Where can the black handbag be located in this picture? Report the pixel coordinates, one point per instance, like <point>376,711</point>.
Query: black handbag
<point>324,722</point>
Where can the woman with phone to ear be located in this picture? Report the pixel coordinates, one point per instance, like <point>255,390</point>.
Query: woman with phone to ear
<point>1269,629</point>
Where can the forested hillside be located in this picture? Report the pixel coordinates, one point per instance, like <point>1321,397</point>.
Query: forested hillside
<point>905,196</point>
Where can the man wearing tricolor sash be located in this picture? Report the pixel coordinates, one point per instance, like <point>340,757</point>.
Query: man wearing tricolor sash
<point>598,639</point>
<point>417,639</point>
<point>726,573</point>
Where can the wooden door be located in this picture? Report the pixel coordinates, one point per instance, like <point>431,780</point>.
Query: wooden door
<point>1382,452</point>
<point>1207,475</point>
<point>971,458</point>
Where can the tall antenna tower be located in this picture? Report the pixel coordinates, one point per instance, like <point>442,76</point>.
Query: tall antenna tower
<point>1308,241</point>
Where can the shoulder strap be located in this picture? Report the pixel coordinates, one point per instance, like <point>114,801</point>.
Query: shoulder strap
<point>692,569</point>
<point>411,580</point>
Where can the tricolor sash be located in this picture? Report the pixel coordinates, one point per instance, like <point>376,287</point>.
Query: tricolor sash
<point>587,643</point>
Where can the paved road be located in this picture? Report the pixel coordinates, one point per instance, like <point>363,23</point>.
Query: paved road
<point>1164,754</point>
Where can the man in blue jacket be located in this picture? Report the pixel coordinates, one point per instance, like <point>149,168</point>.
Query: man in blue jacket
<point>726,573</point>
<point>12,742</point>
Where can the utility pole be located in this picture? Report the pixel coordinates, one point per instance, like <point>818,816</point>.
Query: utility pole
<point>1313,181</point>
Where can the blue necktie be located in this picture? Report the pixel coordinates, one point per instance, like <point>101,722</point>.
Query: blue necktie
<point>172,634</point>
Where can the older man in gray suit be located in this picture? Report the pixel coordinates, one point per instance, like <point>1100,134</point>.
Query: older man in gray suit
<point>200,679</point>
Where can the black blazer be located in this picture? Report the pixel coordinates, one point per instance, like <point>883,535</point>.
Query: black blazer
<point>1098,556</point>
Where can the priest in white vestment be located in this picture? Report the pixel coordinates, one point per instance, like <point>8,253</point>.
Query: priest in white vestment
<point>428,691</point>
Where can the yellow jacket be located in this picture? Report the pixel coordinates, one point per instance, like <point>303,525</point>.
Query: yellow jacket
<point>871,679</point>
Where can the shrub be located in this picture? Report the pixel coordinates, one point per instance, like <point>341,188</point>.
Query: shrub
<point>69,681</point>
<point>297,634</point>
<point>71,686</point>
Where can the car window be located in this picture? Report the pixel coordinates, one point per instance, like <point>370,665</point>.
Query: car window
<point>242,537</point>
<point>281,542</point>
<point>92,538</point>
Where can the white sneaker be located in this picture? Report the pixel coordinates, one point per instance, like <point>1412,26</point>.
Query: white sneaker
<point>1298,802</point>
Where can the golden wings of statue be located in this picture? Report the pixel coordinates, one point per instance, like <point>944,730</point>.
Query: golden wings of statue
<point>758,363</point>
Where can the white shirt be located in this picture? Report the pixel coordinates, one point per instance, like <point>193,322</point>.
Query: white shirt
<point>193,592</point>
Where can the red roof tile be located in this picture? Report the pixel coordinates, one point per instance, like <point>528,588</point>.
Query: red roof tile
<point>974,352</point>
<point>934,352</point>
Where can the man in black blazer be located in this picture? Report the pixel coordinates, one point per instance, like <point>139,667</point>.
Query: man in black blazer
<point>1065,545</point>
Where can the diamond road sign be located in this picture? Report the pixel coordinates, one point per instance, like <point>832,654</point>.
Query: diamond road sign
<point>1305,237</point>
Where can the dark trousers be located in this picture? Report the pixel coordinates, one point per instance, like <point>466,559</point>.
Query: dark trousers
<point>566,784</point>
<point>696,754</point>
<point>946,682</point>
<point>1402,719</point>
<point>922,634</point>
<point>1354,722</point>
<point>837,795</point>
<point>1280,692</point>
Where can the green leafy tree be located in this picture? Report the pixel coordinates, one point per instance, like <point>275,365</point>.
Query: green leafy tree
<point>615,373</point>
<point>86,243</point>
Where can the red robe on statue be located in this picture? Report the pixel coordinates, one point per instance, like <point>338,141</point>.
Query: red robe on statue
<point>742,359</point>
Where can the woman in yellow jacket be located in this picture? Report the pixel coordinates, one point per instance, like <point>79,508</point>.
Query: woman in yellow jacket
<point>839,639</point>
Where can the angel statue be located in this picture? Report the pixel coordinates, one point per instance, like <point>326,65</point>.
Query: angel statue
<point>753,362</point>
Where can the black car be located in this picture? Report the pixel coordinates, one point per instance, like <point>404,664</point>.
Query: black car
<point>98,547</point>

::::

● **STATED EXERCISE**
Print all of the entries above again, word for word and unchanged.

● **EXERCISE RESULT**
Where can the black handbag be located in this picture? Report the pixel coordinates, one point per instance, like <point>376,711</point>.
Query: black handbag
<point>324,722</point>
Where can the woman with phone to ear be located in this picture? Report the pixel coordinates, one point per instance, like <point>255,390</point>.
Query: woman with phone to ear
<point>1269,629</point>
Where can the forested hillside be located in this picture? Report the pixel coordinates, one point per instance, like <point>1321,397</point>.
Query: forested hillside
<point>905,196</point>
Where can the man wearing tricolor sash be located in this picture? Report the pixel coordinates, one point per instance, like <point>340,757</point>.
Query: man wearing tricolor sash
<point>598,639</point>
<point>417,639</point>
<point>726,573</point>
Where can the wooden door be located in this picture? Report the pixel coordinates, one point per instance, like <point>431,780</point>.
Query: wooden door
<point>1382,452</point>
<point>1207,475</point>
<point>971,458</point>
Where can the tall antenna tower be located in this picture? Report the pixel coordinates, one point per instance, like <point>442,76</point>.
Query: tall antenna tower
<point>1308,241</point>
Where can the shoulder strap be located in this picture? Report the pixel coordinates, one point per instance, like <point>114,801</point>.
Query: shoulder strap
<point>692,569</point>
<point>411,580</point>
Where can the tricolor sash be located in this picture? Report the pixel coordinates, one point per instance, like <point>376,287</point>.
Query: tricolor sash
<point>587,643</point>
Where can the paved road be located in this picture? Report the pixel coordinates, one point per instance, like <point>363,23</point>.
Query: paved road
<point>1164,754</point>
Where can the man in blue jacket be located in this picture? Report the pixel coordinates, one point per instance, like <point>149,168</point>.
Query: man in blue jacket
<point>726,573</point>
<point>12,742</point>
Where can the utility pole be located in this picture? Report the pixel coordinates, one point per instance, like <point>818,816</point>.
Query: utility pole
<point>1313,181</point>
Where can the blue necktie be located in this picture? Report the pixel coordinates, one point per instance, like <point>101,722</point>.
Query: blue necktie
<point>172,634</point>
Where can the older man in gray suit be located in this picture? Report the pixel coordinates, one point per instance, like <point>1100,134</point>.
Query: older man in gray suit
<point>200,679</point>
Where can the black blazer be located in this picture? Report the pixel coordinates, one point per instance, like <point>883,535</point>.
Query: black blazer
<point>1098,556</point>
Where can the priest in white vestment be located in this picture? Report the pixel coordinates, one point per instance, like <point>8,253</point>.
Query: priest in white vestment
<point>428,691</point>
Where can the yellow jacket be located in this picture? Report the pixel coordinates, one point per instance, like <point>303,525</point>.
Query: yellow jacket
<point>871,679</point>
Where can the shrub be located in this picture? Report the pixel coordinates, one point per instance, like <point>341,188</point>.
Query: shrub
<point>69,681</point>
<point>297,634</point>
<point>71,686</point>
Where can the car window be located in this picture? Report the pixel coordinates, one point per instance, like <point>370,665</point>.
Query: car window
<point>242,537</point>
<point>281,542</point>
<point>92,538</point>
Where can the white sneaker be located in this picture? Report the pixel coordinates, one point per instance, like <point>1412,26</point>.
Query: white sneaker
<point>1298,802</point>
Where can the golden wings of statue be located in this picture? Report the pixel coordinates, one point per instance, like <point>944,730</point>.
Query: golden wings of statue
<point>758,363</point>
Where can the white shirt be located in this picture? Report the pixel coordinates, one point per instance, like <point>193,322</point>.
Query: white shirt
<point>193,592</point>
Where can the red roof tile be located in this picture? Report the pixel coordinates, one point per instance, like <point>528,588</point>.
Query: red roof tile
<point>974,352</point>
<point>934,352</point>
Where can the man in black blazer be located in this picture? Report the pixel coordinates, one point per instance, like <point>139,667</point>.
Query: man in black blazer
<point>1065,545</point>
Where can the diamond road sign be located in this picture? Report the pixel coordinates, one point per instance, like <point>832,654</point>.
Query: diamond road sign
<point>1305,237</point>
Where can the dark trousers be located in this picture? Report the pixel coordinates, one point per instance, like <point>466,559</point>.
Query: dark trousers
<point>566,784</point>
<point>696,754</point>
<point>946,682</point>
<point>1402,719</point>
<point>922,634</point>
<point>1354,722</point>
<point>837,795</point>
<point>1280,692</point>
Where can the green leafy tree be located in this picture? Report the pixel coordinates, one point per instance, like <point>275,365</point>.
Query: green leafy tree
<point>615,373</point>
<point>86,243</point>
Where can the red robe on statue be located in this picture? Report the pixel coordinates, one point per instance, like <point>338,141</point>.
Query: red robe on statue
<point>742,359</point>
Where can the woman in yellow jacket be located in this picture? Report the pixel coordinates, one point per instance, like <point>79,508</point>.
Query: woman in yellow jacket
<point>839,639</point>
Where can the angel statue be located in this picture? Report the pixel coordinates, one point per instance, like <point>326,65</point>.
Query: angel statue
<point>753,362</point>
Where can the black car be located in this picture? Report the pixel coordinates, one point per instance, like <point>404,664</point>.
Query: black car
<point>98,547</point>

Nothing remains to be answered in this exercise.